▶ **Source passage**:
An Introduction

 
Editor’s note: This is the first in a series of updates from Occupy Wall Street, written by Hannah Chadeayne Appel, a postdoctoral scholar at Columbia University’s Committee on Global Thought. Photo by Matt McDermott.
 
Ethnographic Observations from Wall Street
 

Occupy Wall Street’s numbers have swelled to thousands here in New York City, not to mention the Occupy Together Movement across the country. At the October 10th General Assembly meeting–held every evening at 7pm–the kitchen announced that it serves 2000 people free food every day. The Occupied Wall Street Journal is in its second edition, with the first also translated into Spanish. 

 
As these details intimate, there is a highly and horizontally organized working structure to the occupation. Moreover, contrary to some media coverage, there is also shared message among the thousands. The message is articulated differently, from anarchists to church ladies, union members to homeless youth, but it is shared. A widely circulated leaflet described the movement as “an otherwise unaffiliated group of concerned citizens who have come together with the general purpose of holding Wall Street accountable for their fiscal recklessness and criminal perversion of the democratic process.” Citizens at OWS are raising their voices against the rapacious excesses of the financial system, and the aiding and abetting of that pillage by our elected officials. For those who believe that language sounds excessive, consider the 14.2 million home foreclosures that have occurred between 2006 and 2010. Think of dwindling pension funds, California’s education system, the lavish executive bonuses juxtaposed to the noose tightening around public services and working people across our country. In response, Occupy Wall Street offers citizens a space where “the 99%” can begin to imagine and enact a reinvigorated democracy and a more equitable financial system.

▶ **Stated exercise a**: Return each line of the entries containing the string "black", treating case as significant.

▶ **Raw data**:
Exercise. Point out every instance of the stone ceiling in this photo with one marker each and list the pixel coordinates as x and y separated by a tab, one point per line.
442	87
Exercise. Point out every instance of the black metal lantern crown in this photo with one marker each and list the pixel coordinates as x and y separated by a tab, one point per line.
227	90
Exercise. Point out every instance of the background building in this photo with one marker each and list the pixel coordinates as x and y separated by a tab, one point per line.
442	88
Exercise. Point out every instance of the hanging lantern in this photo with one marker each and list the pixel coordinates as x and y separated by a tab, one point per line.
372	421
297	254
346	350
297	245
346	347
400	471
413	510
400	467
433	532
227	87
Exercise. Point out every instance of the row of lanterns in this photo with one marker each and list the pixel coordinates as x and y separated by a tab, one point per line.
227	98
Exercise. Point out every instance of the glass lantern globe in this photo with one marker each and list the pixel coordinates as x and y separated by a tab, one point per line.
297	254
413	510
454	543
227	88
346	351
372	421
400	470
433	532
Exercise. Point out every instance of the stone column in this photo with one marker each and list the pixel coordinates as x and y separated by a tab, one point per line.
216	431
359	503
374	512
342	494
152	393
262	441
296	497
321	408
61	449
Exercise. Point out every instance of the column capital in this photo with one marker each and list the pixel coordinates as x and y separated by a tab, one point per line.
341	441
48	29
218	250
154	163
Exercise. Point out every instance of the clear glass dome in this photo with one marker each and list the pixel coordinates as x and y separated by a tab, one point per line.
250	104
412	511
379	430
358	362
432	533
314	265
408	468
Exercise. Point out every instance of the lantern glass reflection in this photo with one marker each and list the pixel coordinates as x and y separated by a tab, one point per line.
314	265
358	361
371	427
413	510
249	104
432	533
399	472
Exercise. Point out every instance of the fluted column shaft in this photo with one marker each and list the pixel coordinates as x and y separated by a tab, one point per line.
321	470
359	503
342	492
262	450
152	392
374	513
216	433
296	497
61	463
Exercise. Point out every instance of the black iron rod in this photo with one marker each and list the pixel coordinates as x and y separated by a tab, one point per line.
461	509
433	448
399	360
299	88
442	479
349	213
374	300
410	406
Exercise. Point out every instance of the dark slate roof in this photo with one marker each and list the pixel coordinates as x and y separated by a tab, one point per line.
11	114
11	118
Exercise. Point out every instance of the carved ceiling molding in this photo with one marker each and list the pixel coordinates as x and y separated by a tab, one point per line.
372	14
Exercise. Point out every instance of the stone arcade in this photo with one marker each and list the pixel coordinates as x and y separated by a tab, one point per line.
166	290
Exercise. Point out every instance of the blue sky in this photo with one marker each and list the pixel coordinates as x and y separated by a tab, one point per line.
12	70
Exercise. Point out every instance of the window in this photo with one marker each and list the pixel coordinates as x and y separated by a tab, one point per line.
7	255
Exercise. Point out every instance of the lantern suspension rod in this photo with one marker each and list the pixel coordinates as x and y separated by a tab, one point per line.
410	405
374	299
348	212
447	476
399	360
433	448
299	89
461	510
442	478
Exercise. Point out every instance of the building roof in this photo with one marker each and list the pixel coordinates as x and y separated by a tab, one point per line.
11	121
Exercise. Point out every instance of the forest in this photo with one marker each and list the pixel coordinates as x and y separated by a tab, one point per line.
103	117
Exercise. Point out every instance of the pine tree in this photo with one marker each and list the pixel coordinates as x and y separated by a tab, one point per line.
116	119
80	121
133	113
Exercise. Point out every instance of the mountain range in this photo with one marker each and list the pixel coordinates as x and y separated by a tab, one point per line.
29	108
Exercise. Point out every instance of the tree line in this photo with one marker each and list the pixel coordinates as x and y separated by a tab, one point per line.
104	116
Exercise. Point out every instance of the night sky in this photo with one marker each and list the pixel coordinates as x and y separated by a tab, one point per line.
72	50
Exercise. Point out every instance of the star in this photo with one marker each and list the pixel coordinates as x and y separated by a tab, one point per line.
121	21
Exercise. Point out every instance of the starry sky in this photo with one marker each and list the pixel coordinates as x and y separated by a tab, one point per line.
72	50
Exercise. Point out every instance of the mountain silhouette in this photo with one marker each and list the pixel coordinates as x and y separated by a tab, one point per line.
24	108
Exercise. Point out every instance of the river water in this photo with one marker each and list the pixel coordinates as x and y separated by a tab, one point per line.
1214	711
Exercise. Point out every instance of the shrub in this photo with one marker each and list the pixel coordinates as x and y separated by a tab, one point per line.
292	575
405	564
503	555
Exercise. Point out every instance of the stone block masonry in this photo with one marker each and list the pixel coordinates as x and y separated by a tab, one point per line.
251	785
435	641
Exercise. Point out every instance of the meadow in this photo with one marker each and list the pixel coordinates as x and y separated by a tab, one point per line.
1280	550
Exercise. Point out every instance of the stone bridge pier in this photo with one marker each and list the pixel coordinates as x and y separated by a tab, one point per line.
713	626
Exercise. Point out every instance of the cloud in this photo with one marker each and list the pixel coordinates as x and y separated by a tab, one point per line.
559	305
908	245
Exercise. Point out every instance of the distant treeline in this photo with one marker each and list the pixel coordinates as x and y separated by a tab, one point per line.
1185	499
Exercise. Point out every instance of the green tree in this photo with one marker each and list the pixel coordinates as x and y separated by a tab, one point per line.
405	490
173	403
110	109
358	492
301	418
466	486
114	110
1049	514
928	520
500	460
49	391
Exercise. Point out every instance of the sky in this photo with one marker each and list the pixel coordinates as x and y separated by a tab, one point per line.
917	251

▶ **Stated exercise b**: Please condense the paragraph of the Occupy Wall Street passage that begins "Occupy Wall Street’s numbers have swelled" into a bulleted list that keeps its main facts.

▶ **Written response a**:
Exercise. Point out every instance of the black metal lantern crown in this photo with one marker each and list the pixel coordinates as x and y separated by a tab, one point per line.
Exercise. Point out every instance of the black iron rod in this photo with one marker each and list the pixel coordinates as x and y separated by a tab, one point per line.

▶ **Written response b**:
- Occupy Wall Street has grown to thousands of people in New York City, alongside the Occupy Together Movement across the country.
- At the October 10th General Assembly, which meets every evening at 7pm, the kitchen announced that it serves free food to 2000 people every day.
- The Occupied Wall Street Journal is in its second edition, and the first edition was also translated into Spanish.